__Your objective__:
Look below for the lines from the one with "Target: chin" to the one with "Could you spot the grey eye", and copy exactly those lines, both ends included.

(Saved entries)
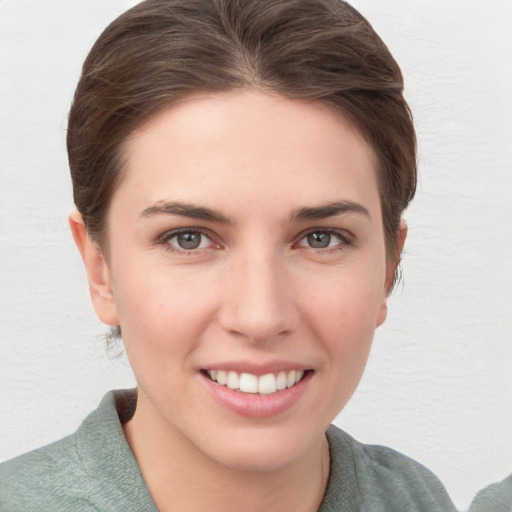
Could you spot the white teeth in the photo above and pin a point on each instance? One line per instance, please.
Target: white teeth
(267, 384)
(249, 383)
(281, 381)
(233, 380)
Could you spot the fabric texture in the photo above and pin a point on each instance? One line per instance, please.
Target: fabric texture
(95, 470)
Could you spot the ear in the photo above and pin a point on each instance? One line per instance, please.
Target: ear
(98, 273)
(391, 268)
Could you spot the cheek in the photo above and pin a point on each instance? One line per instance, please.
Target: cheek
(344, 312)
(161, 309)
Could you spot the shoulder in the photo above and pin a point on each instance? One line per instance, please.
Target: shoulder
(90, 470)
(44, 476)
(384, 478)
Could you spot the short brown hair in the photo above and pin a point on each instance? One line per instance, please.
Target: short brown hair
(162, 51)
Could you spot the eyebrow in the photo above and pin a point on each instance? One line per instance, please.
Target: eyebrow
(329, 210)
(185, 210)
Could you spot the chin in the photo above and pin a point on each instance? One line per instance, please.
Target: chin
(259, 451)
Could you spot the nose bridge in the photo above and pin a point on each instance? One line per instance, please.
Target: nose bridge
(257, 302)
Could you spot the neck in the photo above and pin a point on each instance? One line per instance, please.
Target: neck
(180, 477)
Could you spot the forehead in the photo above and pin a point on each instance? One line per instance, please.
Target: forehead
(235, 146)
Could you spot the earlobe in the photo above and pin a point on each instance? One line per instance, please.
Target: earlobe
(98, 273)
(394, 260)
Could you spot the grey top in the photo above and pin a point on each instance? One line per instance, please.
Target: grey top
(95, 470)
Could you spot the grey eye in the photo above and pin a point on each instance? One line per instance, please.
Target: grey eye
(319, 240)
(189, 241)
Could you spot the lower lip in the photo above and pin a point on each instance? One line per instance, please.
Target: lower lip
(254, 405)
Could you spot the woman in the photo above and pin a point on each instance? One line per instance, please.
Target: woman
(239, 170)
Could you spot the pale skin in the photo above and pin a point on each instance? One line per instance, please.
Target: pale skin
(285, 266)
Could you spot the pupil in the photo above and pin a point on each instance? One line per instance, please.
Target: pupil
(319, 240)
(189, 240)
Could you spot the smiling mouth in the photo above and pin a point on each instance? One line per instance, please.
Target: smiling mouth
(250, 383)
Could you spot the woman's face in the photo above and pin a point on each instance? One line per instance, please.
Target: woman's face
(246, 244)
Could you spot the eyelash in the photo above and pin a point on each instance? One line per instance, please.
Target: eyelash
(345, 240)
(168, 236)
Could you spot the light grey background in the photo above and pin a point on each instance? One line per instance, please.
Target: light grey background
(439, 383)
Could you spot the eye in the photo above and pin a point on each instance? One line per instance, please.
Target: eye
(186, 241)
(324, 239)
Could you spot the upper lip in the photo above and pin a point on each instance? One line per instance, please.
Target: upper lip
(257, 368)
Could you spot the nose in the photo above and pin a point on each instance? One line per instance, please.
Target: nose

__The completed task__:
Target: chin
(259, 451)
Could you spot the nose bridge in the photo above and pin a point on each instance? One line per instance, please.
Target: nose bridge
(257, 302)
Could you spot the neck in the photo above and pin a point on each instance? One line per instance, please.
Target: neck
(180, 477)
Could you spot the forehead in the photo above and pin a point on each instance? One line per instance, please.
Target: forehead
(235, 146)
Could you spot the earlobe in the photo above and pin a point on each instance? One line per instance, please.
Target: earlobe
(98, 273)
(394, 260)
Could you spot the grey top in the photo above and pin a point on each instance? One line per instance, please.
Target: grey top
(95, 470)
Could you spot the grey eye in the photo above and pin a point on each instance? One line per instance, please.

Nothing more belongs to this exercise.